● **Task description**
Reproduce the items below exactly, from their start through the line containing "1203, 374, 1287, 433", with both ends included. Leave the pictures out of your answer.

****

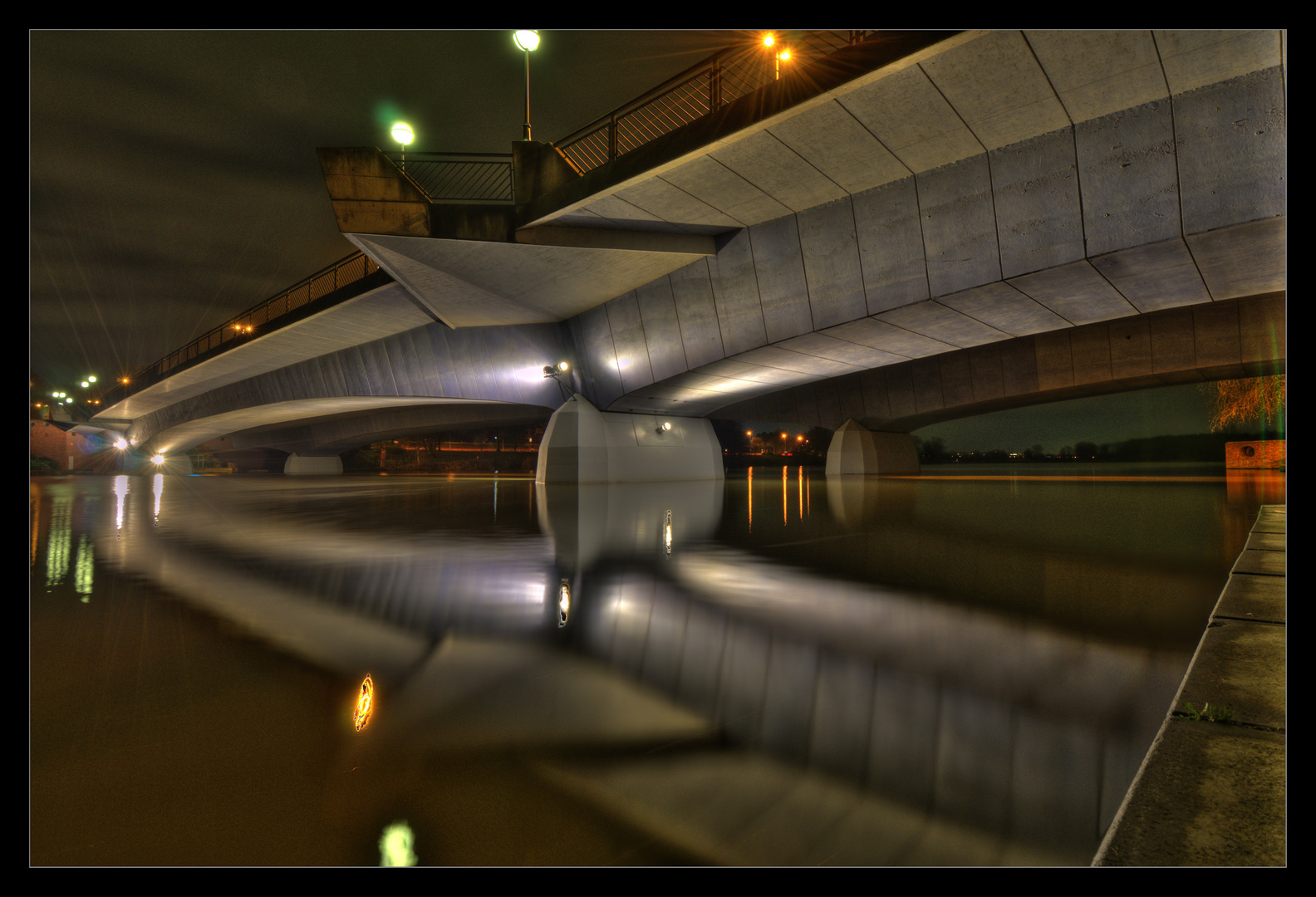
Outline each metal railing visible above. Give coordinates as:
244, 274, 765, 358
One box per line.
101, 250, 379, 408
101, 32, 875, 406
385, 153, 513, 203
557, 32, 874, 172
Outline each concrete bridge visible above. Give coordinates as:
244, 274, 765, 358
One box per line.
97, 32, 1287, 482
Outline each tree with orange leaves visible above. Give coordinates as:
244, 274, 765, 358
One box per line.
1203, 374, 1287, 433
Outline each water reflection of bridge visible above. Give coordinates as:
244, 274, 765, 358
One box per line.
99, 480, 1205, 863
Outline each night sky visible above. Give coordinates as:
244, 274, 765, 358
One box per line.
29, 30, 1236, 451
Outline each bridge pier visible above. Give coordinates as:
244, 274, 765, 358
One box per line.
534, 393, 724, 484
283, 453, 342, 475
827, 419, 920, 476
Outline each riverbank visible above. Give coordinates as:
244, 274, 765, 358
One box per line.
1093, 505, 1287, 865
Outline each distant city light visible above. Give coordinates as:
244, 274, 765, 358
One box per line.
379, 820, 416, 865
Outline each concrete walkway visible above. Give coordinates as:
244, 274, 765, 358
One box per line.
1093, 505, 1287, 865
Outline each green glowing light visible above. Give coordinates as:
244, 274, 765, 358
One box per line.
379, 820, 416, 865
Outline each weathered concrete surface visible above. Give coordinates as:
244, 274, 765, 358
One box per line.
534, 393, 723, 484
827, 419, 919, 476
1093, 505, 1289, 865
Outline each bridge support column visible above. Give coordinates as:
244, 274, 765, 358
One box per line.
283, 453, 342, 475
534, 393, 723, 483
827, 419, 920, 476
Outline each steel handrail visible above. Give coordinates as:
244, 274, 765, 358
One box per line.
103, 32, 872, 406
555, 32, 872, 171
101, 250, 379, 408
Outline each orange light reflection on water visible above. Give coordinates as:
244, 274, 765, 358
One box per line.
353, 674, 375, 731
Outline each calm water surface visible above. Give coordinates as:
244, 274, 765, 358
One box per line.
29, 464, 1284, 865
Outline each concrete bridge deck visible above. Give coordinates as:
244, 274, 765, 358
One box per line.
97, 32, 1287, 470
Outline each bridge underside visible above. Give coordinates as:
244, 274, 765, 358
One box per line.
99, 32, 1287, 465
321, 32, 1287, 429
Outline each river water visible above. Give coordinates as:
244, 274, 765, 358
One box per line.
29, 464, 1284, 865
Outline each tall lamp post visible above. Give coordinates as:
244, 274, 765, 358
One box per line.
512, 32, 539, 140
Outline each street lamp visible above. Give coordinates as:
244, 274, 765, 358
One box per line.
512, 32, 539, 140
394, 121, 416, 171
764, 32, 791, 81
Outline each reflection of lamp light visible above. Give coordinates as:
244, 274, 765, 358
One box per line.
353, 674, 375, 731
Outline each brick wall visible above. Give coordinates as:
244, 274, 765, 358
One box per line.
1225, 439, 1286, 468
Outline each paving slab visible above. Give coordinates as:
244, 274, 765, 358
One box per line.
1097, 719, 1287, 865
1093, 505, 1289, 865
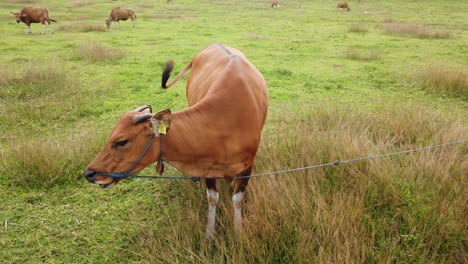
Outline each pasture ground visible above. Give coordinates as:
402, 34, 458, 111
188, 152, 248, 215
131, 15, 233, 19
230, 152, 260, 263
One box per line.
0, 0, 468, 263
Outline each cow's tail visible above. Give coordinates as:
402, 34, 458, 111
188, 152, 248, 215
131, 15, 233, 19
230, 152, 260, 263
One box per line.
161, 60, 192, 89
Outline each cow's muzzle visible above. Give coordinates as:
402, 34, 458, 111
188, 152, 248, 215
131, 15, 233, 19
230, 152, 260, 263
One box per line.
84, 168, 97, 183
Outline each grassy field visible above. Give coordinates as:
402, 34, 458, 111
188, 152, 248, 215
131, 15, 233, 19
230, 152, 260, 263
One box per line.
0, 0, 468, 263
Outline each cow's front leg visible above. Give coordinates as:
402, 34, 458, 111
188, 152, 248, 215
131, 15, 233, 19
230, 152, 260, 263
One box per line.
205, 179, 219, 240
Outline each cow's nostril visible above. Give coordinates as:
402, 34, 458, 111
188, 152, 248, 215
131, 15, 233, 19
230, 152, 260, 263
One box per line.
84, 168, 97, 182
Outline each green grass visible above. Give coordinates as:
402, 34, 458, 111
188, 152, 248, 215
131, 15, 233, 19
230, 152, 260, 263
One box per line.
0, 0, 468, 263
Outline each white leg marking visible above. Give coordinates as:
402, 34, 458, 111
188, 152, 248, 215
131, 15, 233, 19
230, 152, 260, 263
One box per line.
232, 192, 244, 232
206, 189, 219, 240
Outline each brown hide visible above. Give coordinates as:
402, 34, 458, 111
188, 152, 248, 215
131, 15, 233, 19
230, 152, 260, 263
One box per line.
85, 44, 268, 187
164, 44, 268, 177
336, 2, 351, 11
13, 7, 56, 26
106, 7, 136, 27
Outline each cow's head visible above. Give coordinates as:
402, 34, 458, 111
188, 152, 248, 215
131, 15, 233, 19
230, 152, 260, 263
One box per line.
11, 12, 28, 23
84, 106, 171, 188
106, 17, 111, 29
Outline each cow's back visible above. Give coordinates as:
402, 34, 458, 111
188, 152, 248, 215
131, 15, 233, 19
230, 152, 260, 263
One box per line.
187, 44, 268, 158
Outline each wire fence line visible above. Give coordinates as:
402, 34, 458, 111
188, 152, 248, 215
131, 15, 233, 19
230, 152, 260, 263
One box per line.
129, 139, 468, 182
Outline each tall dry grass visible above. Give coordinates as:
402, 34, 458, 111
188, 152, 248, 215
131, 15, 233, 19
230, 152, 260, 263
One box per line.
0, 61, 74, 101
121, 103, 468, 263
348, 23, 368, 33
407, 64, 468, 100
0, 131, 103, 188
77, 42, 125, 63
344, 48, 382, 61
379, 22, 452, 39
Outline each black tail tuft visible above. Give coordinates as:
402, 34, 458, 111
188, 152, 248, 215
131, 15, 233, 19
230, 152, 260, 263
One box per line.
161, 60, 174, 89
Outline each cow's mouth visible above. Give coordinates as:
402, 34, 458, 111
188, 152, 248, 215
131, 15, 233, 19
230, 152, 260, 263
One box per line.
99, 181, 117, 189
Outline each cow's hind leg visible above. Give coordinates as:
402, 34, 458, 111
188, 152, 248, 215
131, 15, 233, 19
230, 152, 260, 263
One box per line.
205, 179, 219, 240
232, 167, 252, 232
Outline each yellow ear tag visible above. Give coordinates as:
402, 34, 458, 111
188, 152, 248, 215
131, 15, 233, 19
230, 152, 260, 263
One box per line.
158, 120, 167, 135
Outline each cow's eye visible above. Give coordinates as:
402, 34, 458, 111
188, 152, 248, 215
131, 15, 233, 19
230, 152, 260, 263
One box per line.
114, 140, 128, 148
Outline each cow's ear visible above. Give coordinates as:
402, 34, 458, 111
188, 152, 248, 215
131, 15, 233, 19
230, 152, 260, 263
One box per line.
151, 109, 172, 135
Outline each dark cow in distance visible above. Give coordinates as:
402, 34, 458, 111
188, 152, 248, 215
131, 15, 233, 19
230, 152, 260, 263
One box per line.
271, 0, 279, 8
11, 7, 57, 34
336, 2, 351, 12
84, 44, 268, 239
106, 7, 136, 29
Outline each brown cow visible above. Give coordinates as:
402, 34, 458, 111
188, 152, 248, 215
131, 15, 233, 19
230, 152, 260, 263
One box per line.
11, 7, 57, 34
271, 0, 279, 8
84, 44, 268, 239
106, 7, 136, 29
336, 2, 351, 12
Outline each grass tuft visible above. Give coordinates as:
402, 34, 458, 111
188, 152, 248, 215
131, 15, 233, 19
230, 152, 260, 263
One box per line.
348, 23, 368, 33
0, 61, 69, 101
78, 42, 125, 63
379, 23, 451, 39
57, 23, 106, 32
0, 132, 105, 188
344, 48, 382, 61
409, 65, 468, 100
65, 0, 96, 8
382, 17, 396, 23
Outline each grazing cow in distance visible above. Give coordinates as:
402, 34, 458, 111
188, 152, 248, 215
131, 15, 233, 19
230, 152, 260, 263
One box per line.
336, 2, 351, 12
106, 7, 136, 29
271, 0, 279, 8
84, 44, 268, 239
11, 7, 57, 34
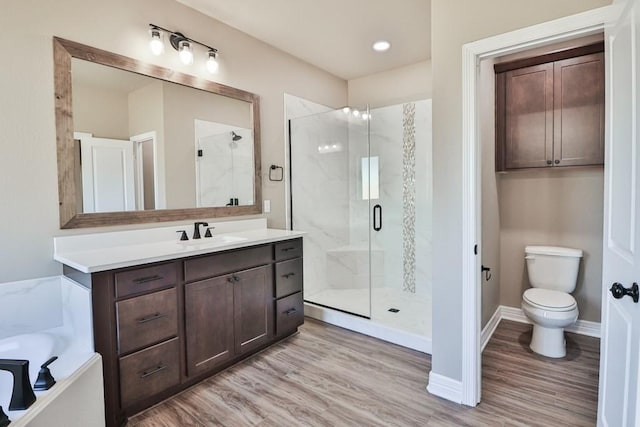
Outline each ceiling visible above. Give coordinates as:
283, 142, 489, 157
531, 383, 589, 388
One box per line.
177, 0, 431, 80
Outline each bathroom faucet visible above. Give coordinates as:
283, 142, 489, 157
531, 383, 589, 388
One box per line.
0, 359, 36, 411
193, 221, 209, 239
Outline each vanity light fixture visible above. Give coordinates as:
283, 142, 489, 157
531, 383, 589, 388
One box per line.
149, 28, 164, 56
178, 40, 193, 65
149, 24, 219, 74
207, 50, 220, 74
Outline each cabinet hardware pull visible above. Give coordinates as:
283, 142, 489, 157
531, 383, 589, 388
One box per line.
138, 313, 168, 324
140, 365, 167, 378
133, 274, 164, 285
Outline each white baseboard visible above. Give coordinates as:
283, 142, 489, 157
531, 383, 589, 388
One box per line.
480, 306, 502, 353
480, 305, 600, 351
427, 371, 462, 403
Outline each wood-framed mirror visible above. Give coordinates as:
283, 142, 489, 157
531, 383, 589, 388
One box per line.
53, 37, 262, 229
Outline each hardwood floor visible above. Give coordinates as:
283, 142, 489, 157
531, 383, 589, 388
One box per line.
128, 319, 599, 427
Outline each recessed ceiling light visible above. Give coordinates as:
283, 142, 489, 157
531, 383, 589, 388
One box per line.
373, 40, 391, 52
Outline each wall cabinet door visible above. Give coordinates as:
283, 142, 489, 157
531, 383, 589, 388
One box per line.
495, 44, 604, 171
504, 64, 553, 169
232, 265, 274, 354
553, 53, 604, 166
185, 275, 235, 376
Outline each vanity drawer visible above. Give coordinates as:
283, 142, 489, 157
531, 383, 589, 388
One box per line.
184, 245, 271, 282
276, 292, 304, 335
274, 239, 302, 261
276, 258, 302, 298
120, 338, 180, 408
116, 288, 178, 354
115, 263, 177, 298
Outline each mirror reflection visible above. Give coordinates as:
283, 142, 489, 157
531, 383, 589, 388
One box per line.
71, 58, 254, 213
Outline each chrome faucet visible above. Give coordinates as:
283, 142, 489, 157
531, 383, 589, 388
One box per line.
193, 221, 209, 239
0, 359, 36, 411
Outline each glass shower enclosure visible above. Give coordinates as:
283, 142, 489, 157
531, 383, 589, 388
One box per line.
289, 100, 431, 337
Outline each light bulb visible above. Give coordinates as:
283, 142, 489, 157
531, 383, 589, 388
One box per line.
372, 40, 391, 52
178, 40, 193, 65
149, 28, 164, 56
207, 50, 220, 74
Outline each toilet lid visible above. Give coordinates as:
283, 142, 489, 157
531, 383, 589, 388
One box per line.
522, 288, 577, 311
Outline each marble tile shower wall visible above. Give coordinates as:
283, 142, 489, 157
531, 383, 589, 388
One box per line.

****

● **Finished answer**
Outline each metal railing visible above. Give coordinates as:
244, 274, 765, 358
One box per line.
101, 250, 379, 408
101, 32, 875, 406
385, 153, 513, 203
557, 32, 874, 172
Outline each concrete bridge visible above. Give coordinates as:
244, 274, 765, 358
One box per line.
97, 32, 1287, 482
Outline each tree with orange leaves visible above. Give coordinates as:
244, 274, 765, 358
One box per line.
1203, 374, 1287, 433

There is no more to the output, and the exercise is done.